= Short problem =
Copy every line of the rows below, character for character, with nothing changed.

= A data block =
================================
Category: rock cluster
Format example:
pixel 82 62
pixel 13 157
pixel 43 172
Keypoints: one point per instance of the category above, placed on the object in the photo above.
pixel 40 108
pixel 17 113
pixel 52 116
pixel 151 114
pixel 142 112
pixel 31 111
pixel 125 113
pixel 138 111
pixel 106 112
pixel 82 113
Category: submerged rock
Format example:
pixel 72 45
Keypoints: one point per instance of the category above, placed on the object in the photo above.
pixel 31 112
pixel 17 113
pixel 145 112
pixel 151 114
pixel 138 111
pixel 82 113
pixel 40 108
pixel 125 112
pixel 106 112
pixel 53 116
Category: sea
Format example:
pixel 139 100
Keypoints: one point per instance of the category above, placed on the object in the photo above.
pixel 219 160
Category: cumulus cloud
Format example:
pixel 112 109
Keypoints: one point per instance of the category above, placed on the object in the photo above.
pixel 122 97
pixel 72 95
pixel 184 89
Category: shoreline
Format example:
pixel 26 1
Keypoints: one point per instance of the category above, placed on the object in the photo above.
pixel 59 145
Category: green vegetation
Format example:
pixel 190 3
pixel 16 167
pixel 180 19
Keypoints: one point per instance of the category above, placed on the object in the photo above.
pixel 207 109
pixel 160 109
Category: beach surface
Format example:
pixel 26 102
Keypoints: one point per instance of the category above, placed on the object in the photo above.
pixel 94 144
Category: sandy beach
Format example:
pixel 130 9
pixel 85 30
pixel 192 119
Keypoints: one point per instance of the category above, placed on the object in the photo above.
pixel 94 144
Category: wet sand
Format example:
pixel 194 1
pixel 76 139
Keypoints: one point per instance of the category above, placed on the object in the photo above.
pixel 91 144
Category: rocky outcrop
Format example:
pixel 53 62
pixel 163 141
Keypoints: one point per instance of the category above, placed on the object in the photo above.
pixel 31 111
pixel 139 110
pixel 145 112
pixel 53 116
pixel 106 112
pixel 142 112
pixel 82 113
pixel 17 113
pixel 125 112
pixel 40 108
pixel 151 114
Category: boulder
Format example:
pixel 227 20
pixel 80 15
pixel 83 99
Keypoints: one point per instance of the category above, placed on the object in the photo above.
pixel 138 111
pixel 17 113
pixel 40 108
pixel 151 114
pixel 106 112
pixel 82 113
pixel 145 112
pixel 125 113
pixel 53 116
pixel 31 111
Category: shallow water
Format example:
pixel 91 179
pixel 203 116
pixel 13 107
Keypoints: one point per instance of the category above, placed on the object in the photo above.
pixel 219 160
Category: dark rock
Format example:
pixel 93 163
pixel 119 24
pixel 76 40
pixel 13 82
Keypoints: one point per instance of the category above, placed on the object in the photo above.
================================
= Solution to this exercise =
Category: rock cluster
Format example:
pixel 82 62
pixel 13 157
pixel 43 172
Keypoints: one point per instance of the category above, placed on the object in the photo above.
pixel 40 108
pixel 17 113
pixel 52 116
pixel 151 114
pixel 142 112
pixel 31 111
pixel 125 113
pixel 138 111
pixel 106 112
pixel 82 113
Category: submerged rock
Format example:
pixel 72 45
Keypoints: one point per instance of the category above, placed on the object in the photo above.
pixel 31 112
pixel 17 113
pixel 145 112
pixel 151 114
pixel 138 111
pixel 82 113
pixel 40 108
pixel 125 112
pixel 106 112
pixel 53 116
Category: sea
Format example:
pixel 139 100
Keypoints: one point per instance of the category above, placed on the object in the photo above.
pixel 219 160
Category: cumulus cloud
Format example:
pixel 112 109
Keypoints: one point per instance of the category above, placed on the object in the photo above.
pixel 122 97
pixel 72 95
pixel 184 89
Category: shoreline
Format example:
pixel 26 1
Keypoints: one point per instance of the category above, placed on the object in the photo above.
pixel 59 145
Category: green vegetation
Format example:
pixel 190 3
pixel 16 167
pixel 180 19
Keypoints: one point per instance of the category above, placed on the object in the photo above.
pixel 207 109
pixel 160 109
Category: beach surface
Format example:
pixel 26 102
Keypoints: one point per instance of the category above, placed on the object in the photo above.
pixel 94 144
Category: sandy beach
Format example:
pixel 130 9
pixel 85 30
pixel 192 119
Keypoints: one point per instance of the category above, placed on the object in the photo above.
pixel 94 144
Category: wet sand
Format example:
pixel 194 1
pixel 76 139
Keypoints: one point per instance of the category above, placed on the object in the photo above.
pixel 91 144
Category: rocky outcrop
Format example:
pixel 53 62
pixel 163 141
Keypoints: one point per instance of the category above, placed on the object in the photo above.
pixel 31 111
pixel 139 110
pixel 145 112
pixel 53 116
pixel 106 112
pixel 142 112
pixel 82 113
pixel 17 113
pixel 125 112
pixel 40 108
pixel 151 114
Category: boulder
Format example:
pixel 227 20
pixel 80 15
pixel 83 99
Keypoints: one point per instance of the category above, placed on the object in the photo above.
pixel 138 111
pixel 17 113
pixel 40 108
pixel 151 114
pixel 106 112
pixel 82 113
pixel 145 112
pixel 125 113
pixel 53 116
pixel 31 111
Category: shallow water
Format example:
pixel 91 179
pixel 203 116
pixel 13 107
Keypoints: one point per instance of the category above, placed on the object in the photo above.
pixel 219 160
Category: dark rock
Format example:
pixel 93 163
pixel 119 24
pixel 76 40
pixel 13 82
Keypoints: one point per instance of the category above, placed on the object in the photo above.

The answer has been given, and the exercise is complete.